◆ AIM OF THE EXERCISE
Copy out every line below without alteration.

++++ EXCERPTED DATA

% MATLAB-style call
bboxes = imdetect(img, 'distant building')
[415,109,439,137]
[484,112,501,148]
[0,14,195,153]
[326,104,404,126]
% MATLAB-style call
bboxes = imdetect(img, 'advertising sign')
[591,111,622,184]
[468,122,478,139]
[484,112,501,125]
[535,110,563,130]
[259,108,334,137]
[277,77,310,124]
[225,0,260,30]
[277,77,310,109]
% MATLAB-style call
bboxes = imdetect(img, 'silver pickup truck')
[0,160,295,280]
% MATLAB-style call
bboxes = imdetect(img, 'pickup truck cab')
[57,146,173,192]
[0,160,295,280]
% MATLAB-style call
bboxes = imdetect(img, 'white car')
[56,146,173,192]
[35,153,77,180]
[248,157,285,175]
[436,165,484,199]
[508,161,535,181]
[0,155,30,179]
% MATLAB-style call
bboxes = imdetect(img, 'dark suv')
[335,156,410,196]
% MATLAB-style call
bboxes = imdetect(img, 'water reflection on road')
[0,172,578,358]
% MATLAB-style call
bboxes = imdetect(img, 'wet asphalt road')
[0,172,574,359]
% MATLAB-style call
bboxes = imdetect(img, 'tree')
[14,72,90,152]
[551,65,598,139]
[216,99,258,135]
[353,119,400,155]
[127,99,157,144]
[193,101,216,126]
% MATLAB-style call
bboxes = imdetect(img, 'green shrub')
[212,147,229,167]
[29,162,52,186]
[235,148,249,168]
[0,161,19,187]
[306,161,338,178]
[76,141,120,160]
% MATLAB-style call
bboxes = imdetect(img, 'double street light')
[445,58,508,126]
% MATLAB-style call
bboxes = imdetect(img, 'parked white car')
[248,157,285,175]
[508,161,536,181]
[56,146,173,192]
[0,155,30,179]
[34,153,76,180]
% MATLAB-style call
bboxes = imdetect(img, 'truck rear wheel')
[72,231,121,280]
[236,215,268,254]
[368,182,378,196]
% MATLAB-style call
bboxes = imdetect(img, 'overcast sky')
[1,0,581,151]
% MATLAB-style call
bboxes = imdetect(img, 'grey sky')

++++++++

◆ RESULT FOR THIS EXERCISE
% MATLAB-style call
bboxes = imdetect(img, 'distant building')
[415,109,439,137]
[484,112,501,148]
[0,14,195,153]
[326,104,404,126]
% MATLAB-style call
bboxes = imdetect(img, 'advertising sign')
[591,111,622,184]
[468,122,478,139]
[484,112,501,125]
[535,110,563,130]
[259,108,334,137]
[277,77,310,124]
[225,0,260,30]
[277,77,310,109]
% MATLAB-style call
bboxes = imdetect(img, 'silver pickup truck')
[0,160,295,280]
% MATLAB-style call
bboxes = imdetect(img, 'pickup truck cab')
[57,146,173,192]
[0,160,295,280]
% MATLAB-style call
bboxes = imdetect(img, 'white car')
[56,146,173,192]
[35,153,77,180]
[248,157,285,175]
[436,165,484,199]
[508,161,535,181]
[0,155,30,179]
% MATLAB-style call
bboxes = imdetect(img, 'dark suv')
[335,156,410,196]
% MATLAB-style call
bboxes = imdetect(img, 'water reflection on road')
[0,172,578,358]
% MATLAB-style call
bboxes = imdetect(img, 'wet asphalt road')
[0,172,574,359]
% MATLAB-style call
bboxes = imdetect(img, 'tree')
[14,72,90,152]
[551,65,598,139]
[216,99,258,135]
[353,119,400,155]
[127,99,157,144]
[193,101,216,126]
% MATLAB-style call
bboxes = imdetect(img, 'green shrub')
[212,147,229,167]
[29,162,52,186]
[235,148,249,168]
[0,161,19,187]
[306,161,338,178]
[76,141,120,160]
% MATLAB-style call
bboxes = imdetect(img, 'double street light')
[445,58,508,126]
% MATLAB-style call
bboxes = imdetect(img, 'parked white car')
[248,157,285,175]
[508,161,536,181]
[56,146,173,192]
[0,155,30,179]
[34,153,76,180]
% MATLAB-style call
bboxes = imdetect(img, 'truck rear wheel')
[72,231,121,280]
[236,215,268,254]
[368,182,378,196]
% MATLAB-style call
bboxes = imdetect(img, 'overcast sky')
[1,0,581,151]
% MATLAB-style call
bboxes = imdetect(img, 'grey sky')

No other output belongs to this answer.